* Task description:
Pick out every row that contains the word "before", treating uppercase and lowercase as different, and copy each of those rows.

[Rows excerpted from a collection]
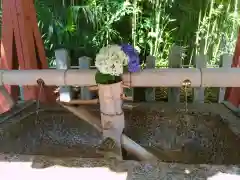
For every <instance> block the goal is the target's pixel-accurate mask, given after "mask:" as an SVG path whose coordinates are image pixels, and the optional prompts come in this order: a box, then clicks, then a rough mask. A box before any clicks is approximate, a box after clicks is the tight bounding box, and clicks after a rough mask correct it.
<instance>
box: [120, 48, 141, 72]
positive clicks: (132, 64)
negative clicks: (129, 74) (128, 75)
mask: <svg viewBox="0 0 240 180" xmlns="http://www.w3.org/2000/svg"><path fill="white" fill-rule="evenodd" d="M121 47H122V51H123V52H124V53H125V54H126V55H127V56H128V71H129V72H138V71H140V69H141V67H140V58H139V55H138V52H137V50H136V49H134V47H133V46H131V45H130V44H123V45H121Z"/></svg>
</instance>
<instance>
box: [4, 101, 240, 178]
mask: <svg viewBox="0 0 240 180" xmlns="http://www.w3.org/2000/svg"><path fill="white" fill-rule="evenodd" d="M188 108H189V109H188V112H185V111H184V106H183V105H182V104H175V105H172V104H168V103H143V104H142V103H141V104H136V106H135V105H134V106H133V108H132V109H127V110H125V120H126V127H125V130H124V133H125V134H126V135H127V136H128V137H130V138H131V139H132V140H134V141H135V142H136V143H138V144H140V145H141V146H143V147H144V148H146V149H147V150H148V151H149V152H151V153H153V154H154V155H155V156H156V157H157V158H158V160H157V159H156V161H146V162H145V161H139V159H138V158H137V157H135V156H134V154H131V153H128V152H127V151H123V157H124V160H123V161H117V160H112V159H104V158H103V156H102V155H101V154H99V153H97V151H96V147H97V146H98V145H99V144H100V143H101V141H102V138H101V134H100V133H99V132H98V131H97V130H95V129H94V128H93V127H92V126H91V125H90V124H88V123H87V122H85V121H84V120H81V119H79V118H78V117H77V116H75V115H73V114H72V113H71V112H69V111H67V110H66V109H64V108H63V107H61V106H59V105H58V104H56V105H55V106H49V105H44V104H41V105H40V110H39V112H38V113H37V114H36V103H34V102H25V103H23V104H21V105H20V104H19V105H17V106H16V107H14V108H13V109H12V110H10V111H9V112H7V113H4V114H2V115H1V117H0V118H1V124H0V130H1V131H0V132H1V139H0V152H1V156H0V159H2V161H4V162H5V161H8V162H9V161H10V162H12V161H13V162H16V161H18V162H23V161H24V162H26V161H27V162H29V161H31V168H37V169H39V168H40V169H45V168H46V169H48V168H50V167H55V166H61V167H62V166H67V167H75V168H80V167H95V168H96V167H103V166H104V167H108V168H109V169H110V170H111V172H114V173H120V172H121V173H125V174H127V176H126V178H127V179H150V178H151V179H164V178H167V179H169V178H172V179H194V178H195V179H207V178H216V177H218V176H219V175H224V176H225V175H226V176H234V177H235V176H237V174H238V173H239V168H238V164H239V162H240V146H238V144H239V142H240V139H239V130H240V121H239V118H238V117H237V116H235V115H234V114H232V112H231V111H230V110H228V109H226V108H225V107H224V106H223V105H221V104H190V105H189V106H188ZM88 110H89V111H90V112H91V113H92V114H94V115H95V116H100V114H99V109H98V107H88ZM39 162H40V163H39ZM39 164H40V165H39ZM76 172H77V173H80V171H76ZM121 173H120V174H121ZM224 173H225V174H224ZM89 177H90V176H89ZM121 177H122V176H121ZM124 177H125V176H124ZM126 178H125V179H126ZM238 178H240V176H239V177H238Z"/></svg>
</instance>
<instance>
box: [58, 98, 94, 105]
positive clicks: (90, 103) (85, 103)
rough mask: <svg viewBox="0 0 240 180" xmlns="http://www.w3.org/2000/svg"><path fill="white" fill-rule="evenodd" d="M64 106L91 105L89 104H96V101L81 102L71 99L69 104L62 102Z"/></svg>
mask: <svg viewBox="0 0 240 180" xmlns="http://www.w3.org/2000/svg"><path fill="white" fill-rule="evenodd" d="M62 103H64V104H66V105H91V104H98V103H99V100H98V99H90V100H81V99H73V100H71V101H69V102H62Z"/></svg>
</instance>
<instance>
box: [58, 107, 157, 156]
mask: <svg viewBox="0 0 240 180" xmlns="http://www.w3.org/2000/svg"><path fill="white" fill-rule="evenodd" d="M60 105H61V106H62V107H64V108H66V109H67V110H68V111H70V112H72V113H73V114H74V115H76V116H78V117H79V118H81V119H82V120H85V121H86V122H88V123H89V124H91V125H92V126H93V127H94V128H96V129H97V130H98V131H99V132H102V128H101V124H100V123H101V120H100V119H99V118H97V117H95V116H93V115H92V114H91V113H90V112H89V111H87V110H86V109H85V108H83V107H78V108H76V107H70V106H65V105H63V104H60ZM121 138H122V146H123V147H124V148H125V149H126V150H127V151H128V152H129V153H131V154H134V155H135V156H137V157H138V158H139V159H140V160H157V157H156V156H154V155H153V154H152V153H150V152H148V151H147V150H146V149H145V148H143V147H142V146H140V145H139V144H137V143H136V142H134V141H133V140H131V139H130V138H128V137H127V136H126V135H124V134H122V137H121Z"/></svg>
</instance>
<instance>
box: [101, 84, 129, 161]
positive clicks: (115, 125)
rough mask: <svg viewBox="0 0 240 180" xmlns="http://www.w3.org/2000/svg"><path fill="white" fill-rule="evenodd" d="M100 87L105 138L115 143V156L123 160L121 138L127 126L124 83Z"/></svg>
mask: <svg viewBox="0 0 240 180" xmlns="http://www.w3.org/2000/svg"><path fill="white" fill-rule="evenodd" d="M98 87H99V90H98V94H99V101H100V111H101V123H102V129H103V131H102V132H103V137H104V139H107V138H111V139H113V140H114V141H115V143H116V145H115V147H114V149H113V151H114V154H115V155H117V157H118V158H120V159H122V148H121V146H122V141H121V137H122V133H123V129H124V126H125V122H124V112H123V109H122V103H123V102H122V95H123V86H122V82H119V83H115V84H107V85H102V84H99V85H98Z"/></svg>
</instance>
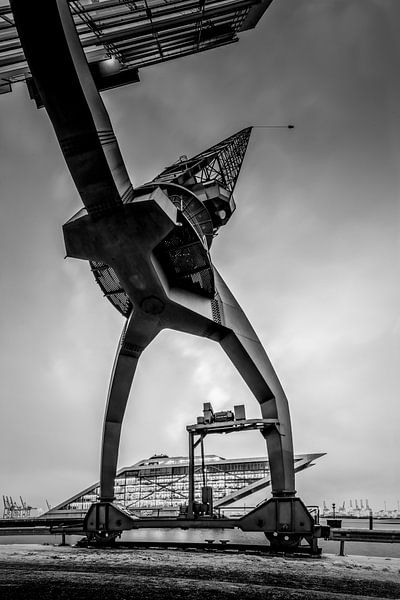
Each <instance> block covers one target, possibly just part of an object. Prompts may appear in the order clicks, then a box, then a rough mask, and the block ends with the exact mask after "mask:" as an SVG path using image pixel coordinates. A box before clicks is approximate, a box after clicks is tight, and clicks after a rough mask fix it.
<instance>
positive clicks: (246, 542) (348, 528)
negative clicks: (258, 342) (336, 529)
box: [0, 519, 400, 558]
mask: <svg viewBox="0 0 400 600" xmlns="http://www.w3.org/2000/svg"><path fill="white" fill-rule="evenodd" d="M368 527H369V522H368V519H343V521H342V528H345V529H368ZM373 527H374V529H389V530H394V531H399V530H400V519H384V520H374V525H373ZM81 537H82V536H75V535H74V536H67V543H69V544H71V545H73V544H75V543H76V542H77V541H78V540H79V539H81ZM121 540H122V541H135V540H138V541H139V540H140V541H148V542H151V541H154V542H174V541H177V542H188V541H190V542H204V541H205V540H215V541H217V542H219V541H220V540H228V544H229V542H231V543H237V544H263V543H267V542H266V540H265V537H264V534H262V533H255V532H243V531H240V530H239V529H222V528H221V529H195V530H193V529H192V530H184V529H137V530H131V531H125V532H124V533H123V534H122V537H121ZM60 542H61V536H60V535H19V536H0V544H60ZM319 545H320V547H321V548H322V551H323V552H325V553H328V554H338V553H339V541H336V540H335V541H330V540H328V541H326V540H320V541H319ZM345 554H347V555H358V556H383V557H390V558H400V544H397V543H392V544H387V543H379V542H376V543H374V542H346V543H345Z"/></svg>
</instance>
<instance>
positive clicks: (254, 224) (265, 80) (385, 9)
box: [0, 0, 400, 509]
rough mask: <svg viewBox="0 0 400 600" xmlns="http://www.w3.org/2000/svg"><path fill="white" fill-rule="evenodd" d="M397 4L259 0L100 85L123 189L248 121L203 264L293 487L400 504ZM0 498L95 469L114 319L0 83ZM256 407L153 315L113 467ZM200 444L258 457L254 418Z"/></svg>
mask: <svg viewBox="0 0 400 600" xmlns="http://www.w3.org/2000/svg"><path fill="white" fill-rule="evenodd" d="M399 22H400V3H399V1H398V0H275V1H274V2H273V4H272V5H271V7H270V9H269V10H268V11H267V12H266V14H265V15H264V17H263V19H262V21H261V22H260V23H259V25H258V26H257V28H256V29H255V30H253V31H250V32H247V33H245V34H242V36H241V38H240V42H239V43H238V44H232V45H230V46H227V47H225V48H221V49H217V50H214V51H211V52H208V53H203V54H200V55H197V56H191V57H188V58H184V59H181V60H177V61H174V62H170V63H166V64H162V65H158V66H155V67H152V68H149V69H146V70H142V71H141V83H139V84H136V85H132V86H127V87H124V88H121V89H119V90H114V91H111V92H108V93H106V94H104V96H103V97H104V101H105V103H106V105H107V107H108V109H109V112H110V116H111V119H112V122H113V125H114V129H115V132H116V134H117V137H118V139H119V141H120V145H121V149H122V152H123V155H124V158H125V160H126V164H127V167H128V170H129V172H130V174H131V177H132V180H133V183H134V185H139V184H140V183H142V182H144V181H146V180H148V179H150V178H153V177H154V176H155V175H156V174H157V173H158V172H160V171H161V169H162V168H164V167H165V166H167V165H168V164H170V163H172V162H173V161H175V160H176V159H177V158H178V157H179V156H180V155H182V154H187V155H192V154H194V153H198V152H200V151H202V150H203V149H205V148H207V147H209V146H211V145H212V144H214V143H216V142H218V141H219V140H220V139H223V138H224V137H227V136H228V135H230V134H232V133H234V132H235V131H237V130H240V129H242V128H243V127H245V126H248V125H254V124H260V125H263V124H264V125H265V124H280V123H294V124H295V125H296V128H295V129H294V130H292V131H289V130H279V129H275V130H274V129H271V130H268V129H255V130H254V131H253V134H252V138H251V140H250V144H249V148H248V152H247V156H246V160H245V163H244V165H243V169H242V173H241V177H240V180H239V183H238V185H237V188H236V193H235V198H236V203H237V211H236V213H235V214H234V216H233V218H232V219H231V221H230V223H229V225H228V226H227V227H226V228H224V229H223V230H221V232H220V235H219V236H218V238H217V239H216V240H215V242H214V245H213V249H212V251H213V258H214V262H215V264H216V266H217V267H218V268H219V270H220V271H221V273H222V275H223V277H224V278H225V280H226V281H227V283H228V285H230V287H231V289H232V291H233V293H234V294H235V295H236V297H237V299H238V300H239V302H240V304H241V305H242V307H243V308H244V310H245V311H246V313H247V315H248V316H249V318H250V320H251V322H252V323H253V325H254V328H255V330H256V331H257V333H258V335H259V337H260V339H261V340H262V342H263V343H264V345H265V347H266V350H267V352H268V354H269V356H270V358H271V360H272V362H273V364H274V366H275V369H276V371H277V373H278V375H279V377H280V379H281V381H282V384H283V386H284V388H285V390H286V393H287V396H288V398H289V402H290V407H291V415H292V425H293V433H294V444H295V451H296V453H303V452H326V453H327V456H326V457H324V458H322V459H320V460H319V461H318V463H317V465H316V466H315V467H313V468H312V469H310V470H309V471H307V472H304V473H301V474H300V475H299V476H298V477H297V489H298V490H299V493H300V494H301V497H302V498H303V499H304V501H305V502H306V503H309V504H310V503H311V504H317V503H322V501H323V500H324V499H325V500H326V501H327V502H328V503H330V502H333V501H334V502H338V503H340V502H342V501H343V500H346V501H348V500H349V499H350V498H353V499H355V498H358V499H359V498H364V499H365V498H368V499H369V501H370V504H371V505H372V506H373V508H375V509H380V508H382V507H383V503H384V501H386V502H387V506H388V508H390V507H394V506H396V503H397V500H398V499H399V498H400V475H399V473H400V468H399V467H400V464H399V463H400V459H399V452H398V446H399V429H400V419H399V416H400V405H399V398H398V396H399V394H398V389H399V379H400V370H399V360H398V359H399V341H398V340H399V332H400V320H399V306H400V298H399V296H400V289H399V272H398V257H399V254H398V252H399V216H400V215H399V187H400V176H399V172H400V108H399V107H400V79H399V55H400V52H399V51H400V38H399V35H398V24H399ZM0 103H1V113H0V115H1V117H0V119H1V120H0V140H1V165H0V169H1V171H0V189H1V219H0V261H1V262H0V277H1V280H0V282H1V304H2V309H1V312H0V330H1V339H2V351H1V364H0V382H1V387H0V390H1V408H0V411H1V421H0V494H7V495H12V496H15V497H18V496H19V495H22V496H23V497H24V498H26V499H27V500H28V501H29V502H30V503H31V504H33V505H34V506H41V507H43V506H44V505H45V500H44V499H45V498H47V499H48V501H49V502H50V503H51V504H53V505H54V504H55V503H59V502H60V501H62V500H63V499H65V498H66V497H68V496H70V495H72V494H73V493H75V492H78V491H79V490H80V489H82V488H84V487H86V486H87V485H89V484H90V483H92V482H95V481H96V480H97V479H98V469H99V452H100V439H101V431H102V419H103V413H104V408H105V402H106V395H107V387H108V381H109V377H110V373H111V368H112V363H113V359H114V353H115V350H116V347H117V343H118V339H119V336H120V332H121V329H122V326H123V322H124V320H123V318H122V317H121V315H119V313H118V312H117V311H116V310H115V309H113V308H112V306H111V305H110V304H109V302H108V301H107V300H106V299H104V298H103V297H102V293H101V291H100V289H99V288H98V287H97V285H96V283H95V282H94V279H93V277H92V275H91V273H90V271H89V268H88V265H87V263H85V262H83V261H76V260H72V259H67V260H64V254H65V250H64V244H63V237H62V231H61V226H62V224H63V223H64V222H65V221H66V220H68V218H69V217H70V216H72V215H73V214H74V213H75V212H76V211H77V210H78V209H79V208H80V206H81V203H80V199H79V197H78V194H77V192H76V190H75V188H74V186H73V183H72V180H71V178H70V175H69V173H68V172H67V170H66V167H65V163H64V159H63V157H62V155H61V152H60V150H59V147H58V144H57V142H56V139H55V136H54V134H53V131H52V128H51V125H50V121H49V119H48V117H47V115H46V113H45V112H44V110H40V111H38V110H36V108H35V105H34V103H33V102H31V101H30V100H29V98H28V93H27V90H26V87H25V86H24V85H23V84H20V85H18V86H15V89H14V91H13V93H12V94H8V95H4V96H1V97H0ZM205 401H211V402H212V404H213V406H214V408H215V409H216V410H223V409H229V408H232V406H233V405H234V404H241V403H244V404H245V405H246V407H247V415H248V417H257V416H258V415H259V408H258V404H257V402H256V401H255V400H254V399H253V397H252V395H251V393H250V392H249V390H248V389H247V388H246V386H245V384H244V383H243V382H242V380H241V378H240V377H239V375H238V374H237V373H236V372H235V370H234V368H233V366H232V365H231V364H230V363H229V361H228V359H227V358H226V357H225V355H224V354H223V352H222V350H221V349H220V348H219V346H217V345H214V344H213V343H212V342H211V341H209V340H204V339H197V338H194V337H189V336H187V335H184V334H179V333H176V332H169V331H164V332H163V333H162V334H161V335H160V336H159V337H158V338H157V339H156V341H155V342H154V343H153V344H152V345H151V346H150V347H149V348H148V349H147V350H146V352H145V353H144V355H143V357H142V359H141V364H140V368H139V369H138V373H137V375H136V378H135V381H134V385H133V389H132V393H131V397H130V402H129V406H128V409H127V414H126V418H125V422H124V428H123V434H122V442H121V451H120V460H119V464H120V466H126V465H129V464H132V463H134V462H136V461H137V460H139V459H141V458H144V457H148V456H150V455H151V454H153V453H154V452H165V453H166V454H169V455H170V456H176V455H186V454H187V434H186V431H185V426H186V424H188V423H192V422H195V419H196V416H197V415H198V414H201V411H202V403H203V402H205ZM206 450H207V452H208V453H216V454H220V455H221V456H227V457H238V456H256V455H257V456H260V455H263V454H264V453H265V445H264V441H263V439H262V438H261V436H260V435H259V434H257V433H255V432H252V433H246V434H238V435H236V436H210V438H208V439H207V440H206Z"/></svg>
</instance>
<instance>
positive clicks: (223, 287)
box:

* Output for this task:
For every <instance> block the goal is the target's pixel-accurate mask, given after "mask:" as an SVG path whose coordinates are image pixels, and the optional prompts come in this order: a box, then clicks, then a rough mask. A box before any clicks is approximate, a box after clicks is the tight bounding box, and clicks after a rough mask correct it.
Each <instance> block covers one target, possibly just part of an object. Prompts may appear in the order clicks, then a box, then a rough mask, and the block ends with the exact mask after "mask:" as an SVG path using image pixel coordinates. A box before clicks is approximate, a box after clicks is tight, and clicks after a rough mask fix it.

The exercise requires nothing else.